Data scientists and engineers often encounter difficulties when collaborating on machine learning (ML) tasks due to concerns about data reproducibility and traceability. Software code tends to be transparent about its origin and modifications, but it’s often hard to ascertain the exact provenance of the data used for training ML models and the transformations conducted.
To tackle the above issue, Amazon’s AI researchers and engineers have developed DATALORE, a machine learning system that automatically identifies and generates data transformations in a shared data repository. This system employs a generative strategy, using Large Language Models (LLM) trained on billions of lines of code, reducing semantic ambiguity and manual work.
The method begins with the search of related candidate tables for the provided base table, through data discovery algorithms. This procedure facilitates a series of data transformations and enhances the system’s efficiency. Then, to refine the enhanced table, DATALORE follows the Minimum Description Length concept, minimizing the number of linked tables and avoiding intricate search spaces.
Users can employ DATALORE through cloud computing platforms like Amazon Web Services, Microsoft Azure, and Google Cloud for data governance, data integration, and ML services. However, determining the most suitable tables or datasets for search queries and ensuring their validity can be time-consuming. DATALORE resolves this by improving search results, refining table selection, and reducing users’ code-writing burden.

— DATA BLOCK —
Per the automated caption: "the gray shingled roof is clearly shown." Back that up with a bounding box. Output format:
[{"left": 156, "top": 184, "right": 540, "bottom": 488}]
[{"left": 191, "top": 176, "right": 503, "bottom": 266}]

— STUDY QUESTIONS —
1) List every cloud computing platform named in the passage on DATALORE.
2) Reproduce the stretch of the passage on DATALORE from "The method begins" through "intricate search spaces.".

— RESPONSE LIST —
1) Amazon Web Services, Microsoft Azure, Google Cloud

2)
The method begins with the search of related candidate tables for the provided base table, through data discovery algorithms. This procedure facilitates a series of data transformations and enhances the system’s efficiency. Then, to refine the enhanced table, DATALORE follows the Minimum Description Length concept, minimizing the number of linked tables and avoiding intricate search spaces.